== GIVEN PASSAGE ==
——————————

Daily Security Brief

Bolivia

July 9, 2026GeoBit Threat Rank #49 · Score 40
Bolivia sub-national risk map
Sub-national composite risk — darker = higher. Source: GeoBit.
⬇ Bolivia dataset (CSV) — events, per-region risk, cyber & sources

Situation Summary

Bolivia remains under a nationwide state of emergency (in force since 20 June) that grants expanded detention and dispersal powers to police and armed forces, though major road blockades have been lifted following government–labor union agreements. The underlying political and economic grievances—fuel shortages, currency instability, unmet land-reform demands—persist, sustaining a fragile truce rather than genuine resolution. Judicial sector strain has intensified with the Supreme Court threatening operational strikes over funding disputes, further weakening institutional capacity. The risk environment is characterized by latent flashpoints rather than active large-scale violence, but sudden renewal of protests or blockades remains a credible threat.

——————————

== TO DO ==
**1)** Revise the stretch of the Bolivia security brief from "Bolivia remains under" through "a credible threat.", replacing "state of emergency" with "state of exception".
**2)** According to the Bolivia security brief, what has the Supreme Court threatened over funding disputes?
The entries that follow the Bolivia security brief have no connection to it.

——————————

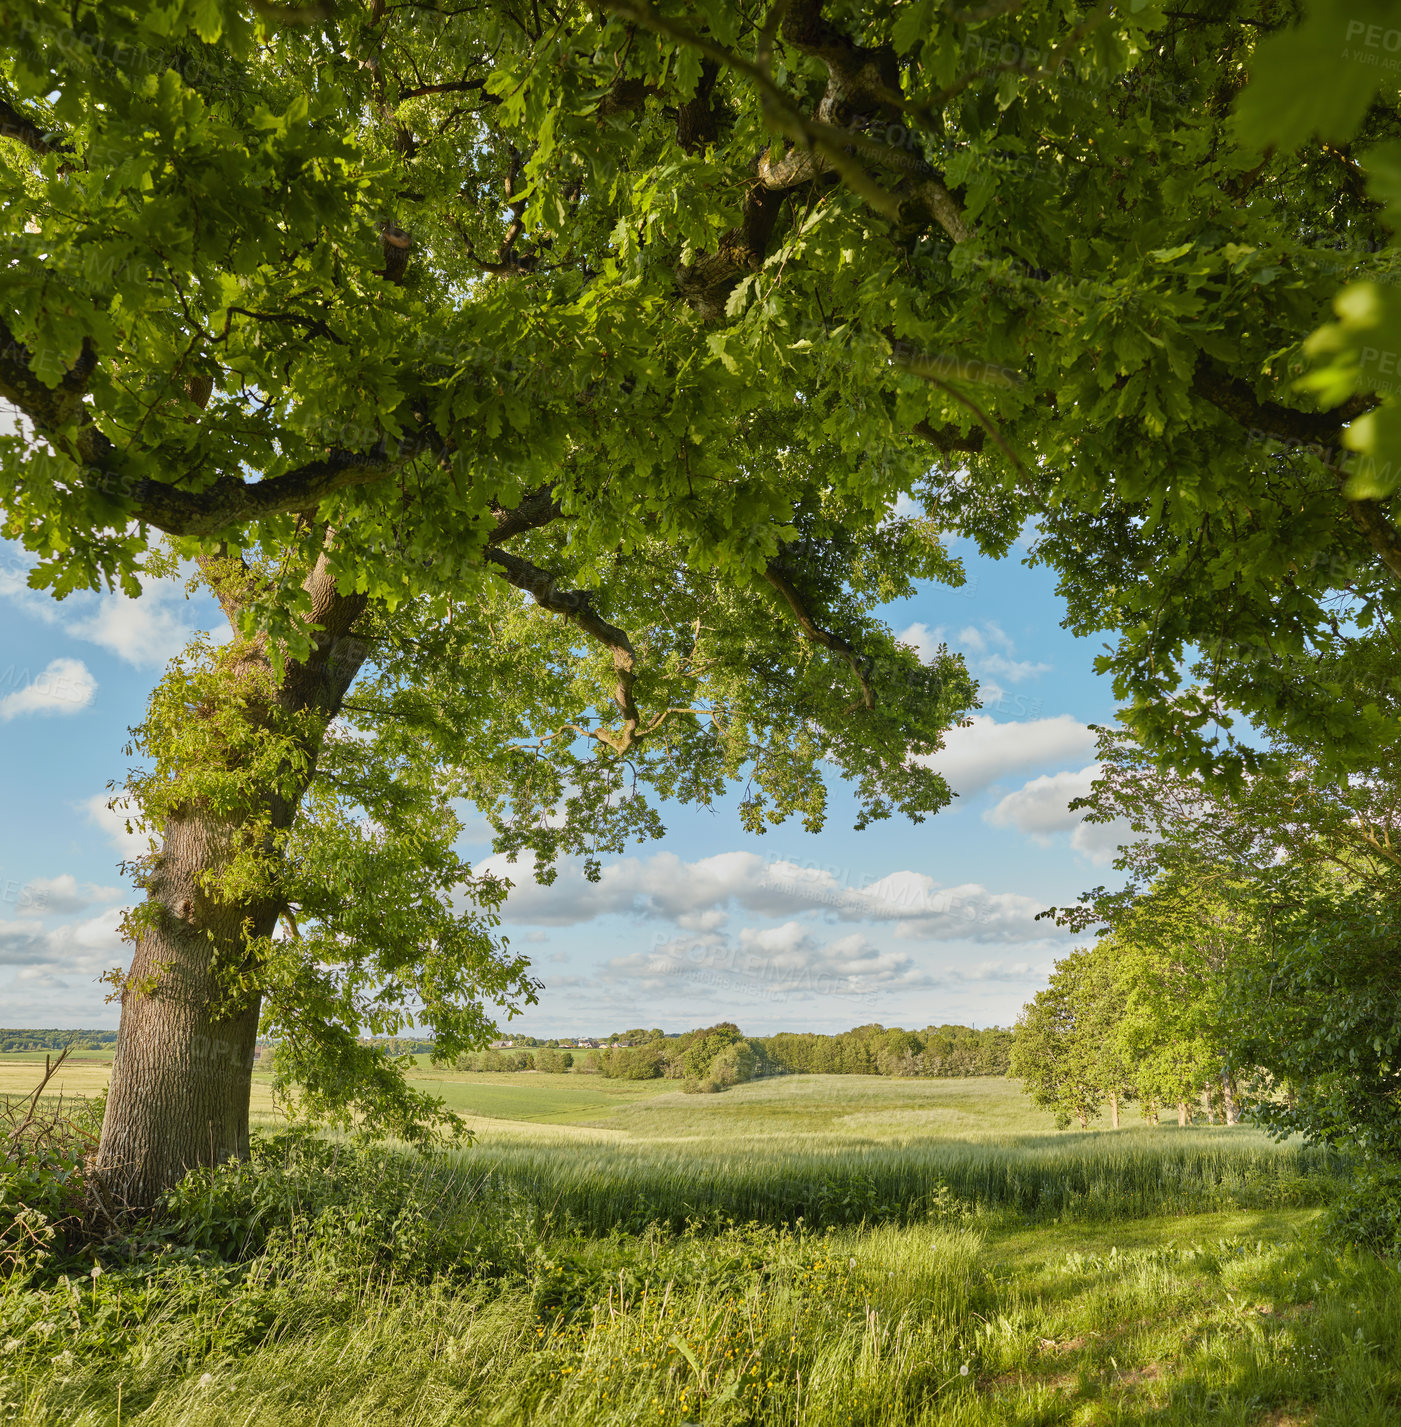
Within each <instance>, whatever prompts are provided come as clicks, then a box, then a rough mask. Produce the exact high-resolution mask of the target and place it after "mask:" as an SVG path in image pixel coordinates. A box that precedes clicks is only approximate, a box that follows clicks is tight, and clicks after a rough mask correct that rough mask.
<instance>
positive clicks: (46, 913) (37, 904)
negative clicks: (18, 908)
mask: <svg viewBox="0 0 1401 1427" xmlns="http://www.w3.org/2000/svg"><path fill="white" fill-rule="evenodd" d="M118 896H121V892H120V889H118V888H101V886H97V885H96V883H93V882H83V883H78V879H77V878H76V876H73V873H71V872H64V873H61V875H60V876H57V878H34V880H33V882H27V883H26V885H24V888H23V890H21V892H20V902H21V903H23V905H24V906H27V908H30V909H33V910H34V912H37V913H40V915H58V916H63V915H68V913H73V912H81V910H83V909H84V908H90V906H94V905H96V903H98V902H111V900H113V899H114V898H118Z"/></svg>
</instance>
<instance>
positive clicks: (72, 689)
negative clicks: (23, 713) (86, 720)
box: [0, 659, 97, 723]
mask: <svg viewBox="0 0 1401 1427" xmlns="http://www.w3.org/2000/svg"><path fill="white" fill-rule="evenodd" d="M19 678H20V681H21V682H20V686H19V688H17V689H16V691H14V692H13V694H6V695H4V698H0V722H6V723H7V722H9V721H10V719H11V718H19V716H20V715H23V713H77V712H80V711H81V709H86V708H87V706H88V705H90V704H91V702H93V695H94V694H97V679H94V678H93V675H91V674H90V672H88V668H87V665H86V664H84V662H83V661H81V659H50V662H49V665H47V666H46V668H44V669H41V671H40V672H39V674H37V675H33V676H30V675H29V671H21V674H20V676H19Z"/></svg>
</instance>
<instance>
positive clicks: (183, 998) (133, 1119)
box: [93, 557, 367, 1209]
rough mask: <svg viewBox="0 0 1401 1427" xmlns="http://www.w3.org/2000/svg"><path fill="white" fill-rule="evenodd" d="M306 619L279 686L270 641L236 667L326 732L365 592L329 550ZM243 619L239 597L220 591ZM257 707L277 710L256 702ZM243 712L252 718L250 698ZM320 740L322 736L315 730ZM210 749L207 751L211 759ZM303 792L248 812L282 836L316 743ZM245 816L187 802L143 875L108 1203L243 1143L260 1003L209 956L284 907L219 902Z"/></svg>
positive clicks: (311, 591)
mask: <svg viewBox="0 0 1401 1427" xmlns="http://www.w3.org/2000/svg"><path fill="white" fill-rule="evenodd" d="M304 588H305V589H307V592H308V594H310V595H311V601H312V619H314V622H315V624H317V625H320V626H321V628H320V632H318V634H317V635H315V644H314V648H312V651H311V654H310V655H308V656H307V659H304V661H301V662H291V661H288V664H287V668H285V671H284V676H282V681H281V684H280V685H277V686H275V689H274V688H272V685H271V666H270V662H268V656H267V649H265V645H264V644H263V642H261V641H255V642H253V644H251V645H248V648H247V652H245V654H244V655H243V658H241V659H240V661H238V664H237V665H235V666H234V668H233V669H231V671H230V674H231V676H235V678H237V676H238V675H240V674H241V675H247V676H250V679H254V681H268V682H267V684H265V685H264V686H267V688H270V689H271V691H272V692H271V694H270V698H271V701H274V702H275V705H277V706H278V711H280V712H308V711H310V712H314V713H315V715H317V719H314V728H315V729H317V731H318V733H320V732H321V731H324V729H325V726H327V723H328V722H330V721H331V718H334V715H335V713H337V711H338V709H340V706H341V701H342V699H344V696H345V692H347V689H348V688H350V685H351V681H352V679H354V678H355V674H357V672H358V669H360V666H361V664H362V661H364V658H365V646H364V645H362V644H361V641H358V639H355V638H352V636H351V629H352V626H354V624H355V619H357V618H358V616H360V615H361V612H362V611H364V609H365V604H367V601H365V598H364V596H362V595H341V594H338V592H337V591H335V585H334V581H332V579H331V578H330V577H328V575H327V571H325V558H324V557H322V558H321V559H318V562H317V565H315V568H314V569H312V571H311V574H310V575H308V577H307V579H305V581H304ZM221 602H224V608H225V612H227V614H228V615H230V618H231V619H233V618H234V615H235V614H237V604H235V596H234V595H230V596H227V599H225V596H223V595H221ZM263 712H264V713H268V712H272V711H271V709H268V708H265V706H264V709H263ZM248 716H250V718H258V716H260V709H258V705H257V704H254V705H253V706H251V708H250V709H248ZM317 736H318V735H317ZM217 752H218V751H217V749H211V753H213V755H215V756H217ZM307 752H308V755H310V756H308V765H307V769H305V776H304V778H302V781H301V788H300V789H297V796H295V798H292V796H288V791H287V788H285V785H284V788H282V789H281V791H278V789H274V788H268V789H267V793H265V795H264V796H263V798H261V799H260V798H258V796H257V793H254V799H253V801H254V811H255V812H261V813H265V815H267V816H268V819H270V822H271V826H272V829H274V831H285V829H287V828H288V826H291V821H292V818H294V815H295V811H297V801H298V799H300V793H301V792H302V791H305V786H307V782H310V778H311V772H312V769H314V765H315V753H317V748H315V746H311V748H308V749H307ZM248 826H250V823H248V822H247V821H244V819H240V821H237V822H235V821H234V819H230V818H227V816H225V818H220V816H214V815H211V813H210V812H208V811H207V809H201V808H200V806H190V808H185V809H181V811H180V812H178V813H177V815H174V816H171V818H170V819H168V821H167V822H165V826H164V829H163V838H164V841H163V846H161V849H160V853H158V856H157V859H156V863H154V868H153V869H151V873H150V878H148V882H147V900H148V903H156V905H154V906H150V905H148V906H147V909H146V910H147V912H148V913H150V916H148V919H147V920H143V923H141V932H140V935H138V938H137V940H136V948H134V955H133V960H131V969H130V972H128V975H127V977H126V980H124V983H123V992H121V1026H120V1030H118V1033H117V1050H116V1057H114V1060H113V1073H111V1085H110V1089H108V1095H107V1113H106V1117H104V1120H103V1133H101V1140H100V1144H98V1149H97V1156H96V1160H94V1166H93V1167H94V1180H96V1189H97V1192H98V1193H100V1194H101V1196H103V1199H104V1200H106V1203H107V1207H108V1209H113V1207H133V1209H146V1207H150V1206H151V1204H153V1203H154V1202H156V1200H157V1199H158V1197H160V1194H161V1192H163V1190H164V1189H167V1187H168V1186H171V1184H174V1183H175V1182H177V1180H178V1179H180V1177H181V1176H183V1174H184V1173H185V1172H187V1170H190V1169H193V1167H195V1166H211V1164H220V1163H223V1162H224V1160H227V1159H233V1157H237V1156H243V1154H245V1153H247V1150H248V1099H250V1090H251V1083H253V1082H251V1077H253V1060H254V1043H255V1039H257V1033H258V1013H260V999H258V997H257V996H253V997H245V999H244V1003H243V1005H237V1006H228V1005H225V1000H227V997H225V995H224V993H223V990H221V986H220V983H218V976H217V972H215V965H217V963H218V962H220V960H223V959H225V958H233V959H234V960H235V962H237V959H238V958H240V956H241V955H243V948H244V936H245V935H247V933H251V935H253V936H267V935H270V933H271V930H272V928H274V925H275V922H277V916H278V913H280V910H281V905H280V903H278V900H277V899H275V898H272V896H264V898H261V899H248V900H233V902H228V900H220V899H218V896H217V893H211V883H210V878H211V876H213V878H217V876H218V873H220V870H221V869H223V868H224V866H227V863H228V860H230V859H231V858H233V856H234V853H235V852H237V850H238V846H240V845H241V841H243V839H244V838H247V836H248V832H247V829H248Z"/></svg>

——————————

== WRITTEN RESPONSES ==
**1)**
Bolivia remains under a nationwide state of exception (in force since 20 June) that grants expanded detention and dispersal powers to police and armed forces, though major road blockades have been lifted following government–labor union agreements. The underlying political and economic grievances—fuel shortages, currency instability, unmet land-reform demands—persist, sustaining a fragile truce rather than genuine resolution. Judicial sector strain has intensified with the Supreme Court threatening operational strikes over funding disputes, further weakening institutional capacity. The risk environment is characterized by latent flashpoints rather than active large-scale violence, but sudden renewal of protests or blockades remains a credible threat.

**2)** Operational strikes.